Parts of the exercise —
1. Say whether each statement agrees with the passage about the first fishing day of the season, giving yes or no and quoting the words of the passage that decide it: (a) The drive to the river took twenty minutes. (b) The first cast landed on the ideal spot. (c) The riverbanks were still muddy.
2. Write what comes next in the passage about the first fishing day of the season, picking up after its final sentence.

Reading passage —
-=-=-=-=-

The light when it came brought with it a warning. No clear brightness to spear through the morning gloom, but a soup streaked glow, edged with red. It would rain later.
The warm bed seemed a long time before, the shriek of the alarm being dulled with the pillow and than ceased. Clothes to pull on, ready in the hallway, a few groans as family stirred to the noisy awakening. The kettle whistles me further awake and the brew is soon made. The plastic bag, filled with food is dragged from the fridge, the thermos flask is added and it is placed by the door. Stepping over it on the way out means it won’t be forgotten yet again.
A glance out of the window, through the darkness overcast with cloud and I see that it’s looking mild and warm – wonderful, the new season awaits.
Loaded up, the culmination of a couple of weeks planning, bait made, tackle tested and freedom guaranteed. A new season, new challenges, new experiences. Life is so bloody good sometimes! Twenty minutes of driving along the single lane roads and the tackle is being unloaded and the old body creaks as it is loaded up with the days tackle and supplies.
Back to daybreak and the first cast lands about a yard short of the ideal spot at the head of the sunken tree trunk. Relax and enjoy, I tell myself, but keep feeling a sharp tenseness to my actions that will take weeks into the new season to pass. I feel as if I am doing something that is too good to be allowed, and memories of smoking behind the school shed, along with much worse efforts pass through my thoughts.
Slowly the birds chorus, interrupting the peace, starts to work its magic and I begin to relax and find time to look around. The process of renewal, launched by Spring has taken place and the river and surroundings look heavenly even in the poor light.
The banks have become green again, taking over from the muddy paths that ringed the river last season. The trees that had been cut back by careless fishers have re-grown so their branch tips skip the waters surface. Fresh reeds poke out of the brown stems that the frost had burnt and in the water the streamer weed sweeps the gravel to the beat of the rivers flow.
Contented I sit, until the first drops of rain enter the scene. On with the jacket, light and waterproof and I become cocooned in clothing and in thought, briefly disturbed as the blue flash of a kingfisher crosses my vision. Last seasons captures invade the day and I wonder if luck will join me for the start of this new season.

-=-=-=-=-

Information shown —
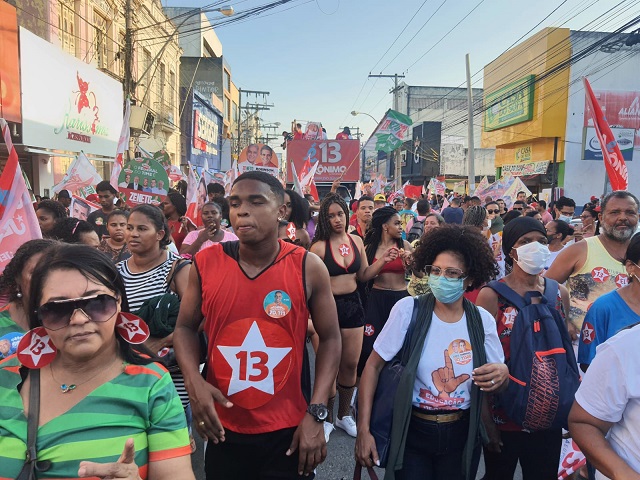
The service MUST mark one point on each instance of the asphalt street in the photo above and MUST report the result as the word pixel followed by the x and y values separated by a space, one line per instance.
pixel 340 461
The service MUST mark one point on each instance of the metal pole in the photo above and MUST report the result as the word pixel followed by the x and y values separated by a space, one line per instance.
pixel 471 144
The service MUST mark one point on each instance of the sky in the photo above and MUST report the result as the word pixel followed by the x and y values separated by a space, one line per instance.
pixel 314 56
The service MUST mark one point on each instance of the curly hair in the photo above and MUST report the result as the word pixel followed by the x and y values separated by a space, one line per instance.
pixel 323 227
pixel 69 229
pixel 374 234
pixel 466 243
pixel 53 206
pixel 299 209
pixel 9 278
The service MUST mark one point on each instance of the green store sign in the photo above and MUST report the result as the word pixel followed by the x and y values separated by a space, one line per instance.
pixel 510 105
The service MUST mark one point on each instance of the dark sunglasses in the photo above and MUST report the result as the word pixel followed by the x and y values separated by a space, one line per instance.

-=-=-=-=-

The responses —
1.
(a) Yes: "Twenty minutes of driving along the single lane roads"
(b) No: "the first cast lands about a yard short of the ideal spot"
(c) No: "The banks have become green again, taking over from the muddy paths that ringed the river last season."

2.
I cast again and I try to decide whether to take the water temperature, laziness wins and once again I sit and marvel at the beauty of the riverside. As the years have passed, I wonder if this is the reason I continue to fish, the capturing of a barbel being the excuse to come out and sit and watch natures ways. A quick tap on the rod tip brings my mind back to reality; it’s the fishing that does it.
Twenty minutes later the rod cracks around with a vicious take and the fish has hooked itself and headed off downstream in a serious hurry. Fingers and thumbs take over, like a novice I try and take control of the fight and turn the fish, but still downstream it dives, taking line against the clutch. I stretch out my arm over the river to try and ensure the line is free of the tree trunk and the fish uses the change of angle to turn and head midstream, excellent. The memory of how to do it overtakes the excited novice and I gain control and start to bully the fish upstream. It slides into the waiting net first time and I am whole again after three months of part life. About 7lb, I tell myself, not yet fully recovered from spawning and now very exhausted, she takes 5 minutes of work in the running water until she is ready to rejoin her friends.
Cocooned again, the rain feeling cold as it become heavier and starts to creep inside the collar. The dawn red tinted sky has fulfilled its promise and the clouds to the West look heavy and dour, faint drum rumbles are heard in the distance, getting louder by the minute. The birds stop singing and a heaviness pushes down and seems to almost pin me deeper into my chair. Big splodges of water now, no pretence of a shower, as lightning streaks across the vista turning grey into a blinding light and then back to grey.
My hand comes away from my rod, lessoning any risk of frizzled Elliott, possibly.
The water has filled my pockets and my clothing is dripping wet, the rain is so heavy I could be swimming. In the distance the sun is now shining and the end of the darkened cloud advances toward me in a rigid line.
I’m sunbathing! My clothes are steaming as they warm on the back of my chair. My hand is on my rod butt and a grin is on my face. This is more like it, June 16th is going to be a cracker of a day. Two anglers come along the path, we exchange pleasantries and share our love of this magical day.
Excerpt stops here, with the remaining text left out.